-- WORK ITEM --
Among the records below, find the lines that contain "donkey" and copy each of them.

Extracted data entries
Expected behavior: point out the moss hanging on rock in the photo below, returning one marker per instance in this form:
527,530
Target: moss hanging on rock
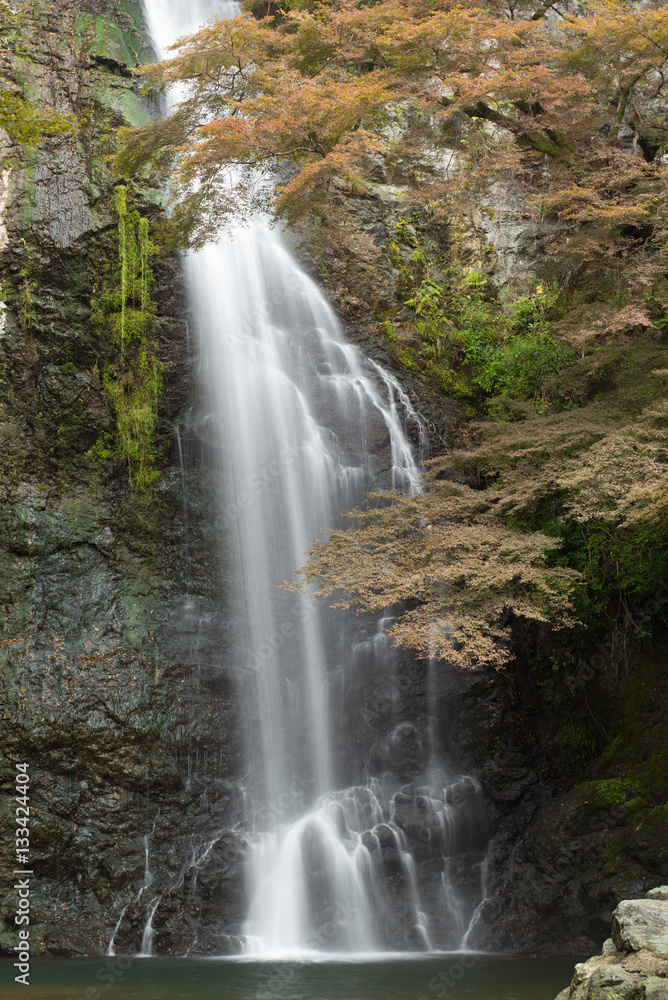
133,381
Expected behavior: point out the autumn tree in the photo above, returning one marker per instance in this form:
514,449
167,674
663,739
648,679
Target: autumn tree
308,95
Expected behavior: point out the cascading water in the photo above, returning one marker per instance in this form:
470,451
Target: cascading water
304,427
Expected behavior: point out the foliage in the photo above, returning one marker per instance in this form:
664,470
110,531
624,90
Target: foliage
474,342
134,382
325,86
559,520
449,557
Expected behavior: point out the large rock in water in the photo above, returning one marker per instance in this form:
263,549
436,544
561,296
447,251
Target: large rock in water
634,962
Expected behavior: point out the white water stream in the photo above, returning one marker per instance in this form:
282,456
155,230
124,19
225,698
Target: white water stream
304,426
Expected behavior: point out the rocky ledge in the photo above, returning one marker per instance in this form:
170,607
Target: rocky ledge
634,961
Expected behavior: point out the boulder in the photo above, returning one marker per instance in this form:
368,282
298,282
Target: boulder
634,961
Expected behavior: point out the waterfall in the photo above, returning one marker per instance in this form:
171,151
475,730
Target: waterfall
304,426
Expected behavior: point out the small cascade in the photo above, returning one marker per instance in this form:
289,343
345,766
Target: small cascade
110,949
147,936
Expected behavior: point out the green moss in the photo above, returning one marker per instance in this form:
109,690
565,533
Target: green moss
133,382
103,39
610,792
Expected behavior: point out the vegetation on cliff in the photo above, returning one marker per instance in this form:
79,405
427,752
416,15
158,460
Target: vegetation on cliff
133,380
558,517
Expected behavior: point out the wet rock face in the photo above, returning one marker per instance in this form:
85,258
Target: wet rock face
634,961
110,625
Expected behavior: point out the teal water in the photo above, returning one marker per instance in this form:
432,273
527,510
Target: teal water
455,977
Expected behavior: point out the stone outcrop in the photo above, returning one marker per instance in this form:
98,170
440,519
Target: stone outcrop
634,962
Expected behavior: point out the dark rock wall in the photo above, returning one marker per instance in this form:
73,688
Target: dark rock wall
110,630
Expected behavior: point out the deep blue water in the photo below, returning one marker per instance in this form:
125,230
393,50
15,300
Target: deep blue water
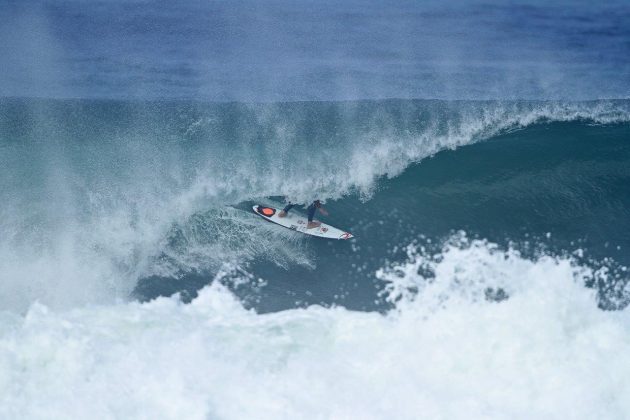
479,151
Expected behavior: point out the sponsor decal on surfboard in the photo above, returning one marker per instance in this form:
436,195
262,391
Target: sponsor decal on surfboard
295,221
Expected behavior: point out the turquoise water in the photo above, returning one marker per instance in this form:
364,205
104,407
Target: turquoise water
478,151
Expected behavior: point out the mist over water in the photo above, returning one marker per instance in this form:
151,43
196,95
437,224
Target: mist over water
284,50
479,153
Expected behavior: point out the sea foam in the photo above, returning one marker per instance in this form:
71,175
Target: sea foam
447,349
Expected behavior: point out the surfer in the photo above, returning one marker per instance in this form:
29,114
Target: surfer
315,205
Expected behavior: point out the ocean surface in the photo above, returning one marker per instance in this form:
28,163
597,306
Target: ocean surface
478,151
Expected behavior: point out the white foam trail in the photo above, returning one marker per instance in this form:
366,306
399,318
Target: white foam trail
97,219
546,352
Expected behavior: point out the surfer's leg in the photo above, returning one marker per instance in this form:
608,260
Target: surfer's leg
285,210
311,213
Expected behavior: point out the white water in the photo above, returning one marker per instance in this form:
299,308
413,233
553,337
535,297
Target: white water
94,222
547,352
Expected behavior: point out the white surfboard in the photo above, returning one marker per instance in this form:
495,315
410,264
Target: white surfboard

* * *

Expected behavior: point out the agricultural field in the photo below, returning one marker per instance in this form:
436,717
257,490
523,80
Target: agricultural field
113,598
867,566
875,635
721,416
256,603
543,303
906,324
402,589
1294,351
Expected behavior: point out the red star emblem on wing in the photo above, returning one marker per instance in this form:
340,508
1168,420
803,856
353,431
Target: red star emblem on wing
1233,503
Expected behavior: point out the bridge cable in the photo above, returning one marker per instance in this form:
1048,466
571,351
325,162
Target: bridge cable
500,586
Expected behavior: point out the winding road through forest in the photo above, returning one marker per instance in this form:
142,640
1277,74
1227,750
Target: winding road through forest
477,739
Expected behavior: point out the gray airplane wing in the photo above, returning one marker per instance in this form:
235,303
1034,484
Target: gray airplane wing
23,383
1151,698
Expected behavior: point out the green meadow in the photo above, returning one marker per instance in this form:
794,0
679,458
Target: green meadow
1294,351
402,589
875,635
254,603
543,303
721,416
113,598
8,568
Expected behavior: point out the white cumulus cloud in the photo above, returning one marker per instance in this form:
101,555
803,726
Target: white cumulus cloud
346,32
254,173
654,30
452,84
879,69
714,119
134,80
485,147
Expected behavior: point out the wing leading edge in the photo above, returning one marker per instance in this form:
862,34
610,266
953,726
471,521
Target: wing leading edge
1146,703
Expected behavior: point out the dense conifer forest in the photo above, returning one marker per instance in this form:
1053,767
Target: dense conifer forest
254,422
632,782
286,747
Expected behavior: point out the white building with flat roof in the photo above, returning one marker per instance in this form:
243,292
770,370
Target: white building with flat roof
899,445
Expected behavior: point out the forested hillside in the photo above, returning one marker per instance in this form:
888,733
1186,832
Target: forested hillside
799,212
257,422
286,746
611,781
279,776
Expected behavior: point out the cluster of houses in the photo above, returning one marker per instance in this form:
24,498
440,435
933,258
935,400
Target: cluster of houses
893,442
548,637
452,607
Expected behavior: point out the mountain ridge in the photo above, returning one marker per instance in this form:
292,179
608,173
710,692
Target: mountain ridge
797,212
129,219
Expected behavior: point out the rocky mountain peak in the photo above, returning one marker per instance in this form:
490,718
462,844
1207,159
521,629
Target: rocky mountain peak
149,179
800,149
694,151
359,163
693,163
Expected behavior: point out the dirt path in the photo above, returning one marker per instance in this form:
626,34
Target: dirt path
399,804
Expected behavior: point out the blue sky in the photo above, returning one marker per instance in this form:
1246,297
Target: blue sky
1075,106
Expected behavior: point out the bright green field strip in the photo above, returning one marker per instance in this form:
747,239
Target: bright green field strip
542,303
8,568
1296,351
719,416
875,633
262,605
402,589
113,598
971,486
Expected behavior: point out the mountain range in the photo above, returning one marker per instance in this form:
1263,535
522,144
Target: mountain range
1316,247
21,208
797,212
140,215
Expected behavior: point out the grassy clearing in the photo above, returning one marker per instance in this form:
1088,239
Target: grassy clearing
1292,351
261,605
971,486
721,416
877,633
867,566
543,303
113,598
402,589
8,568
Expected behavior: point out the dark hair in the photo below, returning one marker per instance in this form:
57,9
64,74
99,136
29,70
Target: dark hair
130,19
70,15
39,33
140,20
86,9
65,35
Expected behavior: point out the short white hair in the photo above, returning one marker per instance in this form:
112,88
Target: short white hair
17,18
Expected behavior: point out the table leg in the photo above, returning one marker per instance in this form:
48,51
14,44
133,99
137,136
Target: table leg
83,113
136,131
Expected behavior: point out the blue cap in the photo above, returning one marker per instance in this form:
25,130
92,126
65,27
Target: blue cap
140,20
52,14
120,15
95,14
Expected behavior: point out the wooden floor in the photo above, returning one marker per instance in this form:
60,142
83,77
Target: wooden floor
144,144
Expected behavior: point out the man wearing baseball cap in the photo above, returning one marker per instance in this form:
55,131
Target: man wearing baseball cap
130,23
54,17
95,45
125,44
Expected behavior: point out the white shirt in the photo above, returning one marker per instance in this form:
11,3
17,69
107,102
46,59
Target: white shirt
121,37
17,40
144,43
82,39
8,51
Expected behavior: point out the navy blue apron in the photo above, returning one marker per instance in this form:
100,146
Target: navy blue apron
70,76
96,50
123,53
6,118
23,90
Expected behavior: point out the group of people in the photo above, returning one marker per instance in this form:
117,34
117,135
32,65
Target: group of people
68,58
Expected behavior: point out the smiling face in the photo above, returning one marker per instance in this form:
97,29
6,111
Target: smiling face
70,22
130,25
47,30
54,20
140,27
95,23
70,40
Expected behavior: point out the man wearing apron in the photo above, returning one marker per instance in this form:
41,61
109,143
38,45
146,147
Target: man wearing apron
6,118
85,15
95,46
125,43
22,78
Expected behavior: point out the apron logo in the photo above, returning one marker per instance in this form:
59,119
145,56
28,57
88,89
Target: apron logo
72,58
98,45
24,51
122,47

---

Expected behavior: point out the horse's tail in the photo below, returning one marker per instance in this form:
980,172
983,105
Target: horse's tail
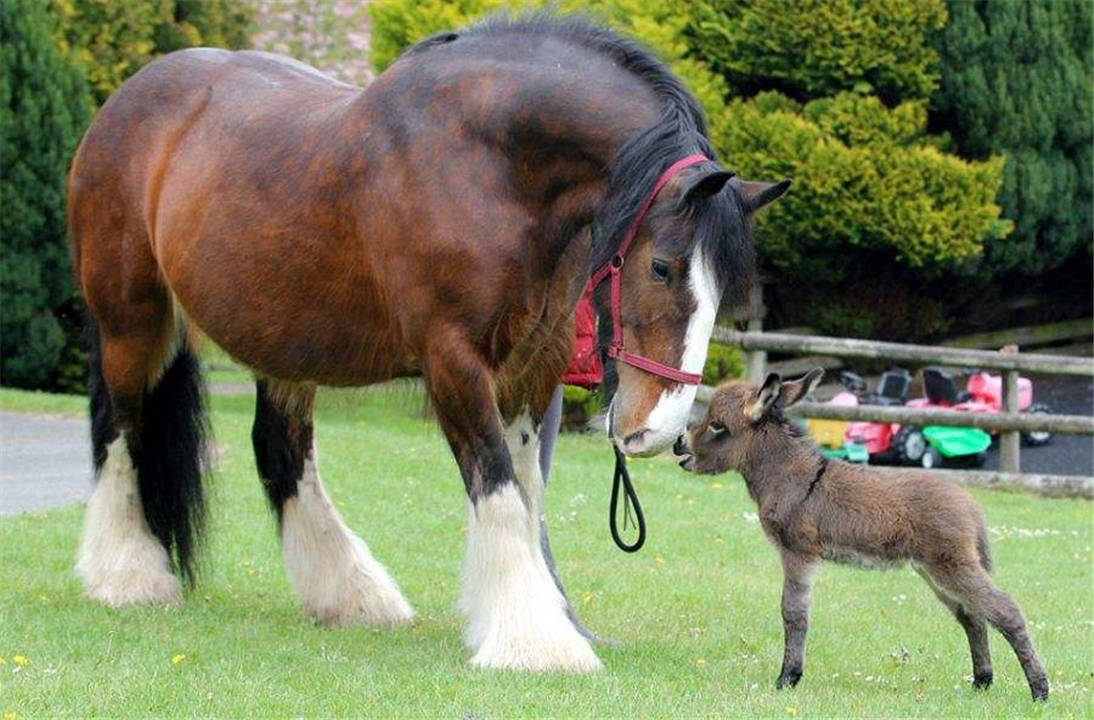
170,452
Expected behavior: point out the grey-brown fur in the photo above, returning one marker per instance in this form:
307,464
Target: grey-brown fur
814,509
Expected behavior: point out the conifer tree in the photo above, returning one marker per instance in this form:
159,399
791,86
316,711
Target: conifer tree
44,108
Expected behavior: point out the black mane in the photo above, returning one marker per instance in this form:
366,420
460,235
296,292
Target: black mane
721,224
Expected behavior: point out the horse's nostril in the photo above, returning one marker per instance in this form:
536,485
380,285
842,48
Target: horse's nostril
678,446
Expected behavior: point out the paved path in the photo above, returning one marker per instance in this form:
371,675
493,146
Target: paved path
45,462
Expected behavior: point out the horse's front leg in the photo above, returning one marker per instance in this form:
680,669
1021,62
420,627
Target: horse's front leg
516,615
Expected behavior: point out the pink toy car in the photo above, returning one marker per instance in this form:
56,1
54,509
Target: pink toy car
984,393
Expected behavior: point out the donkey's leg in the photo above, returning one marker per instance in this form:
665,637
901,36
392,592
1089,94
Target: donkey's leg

-- RESPONSE BOX --
Expected behavior: point out the donkey's leg in the photo above, returning one marker per instance in this form:
Target: donkey's leg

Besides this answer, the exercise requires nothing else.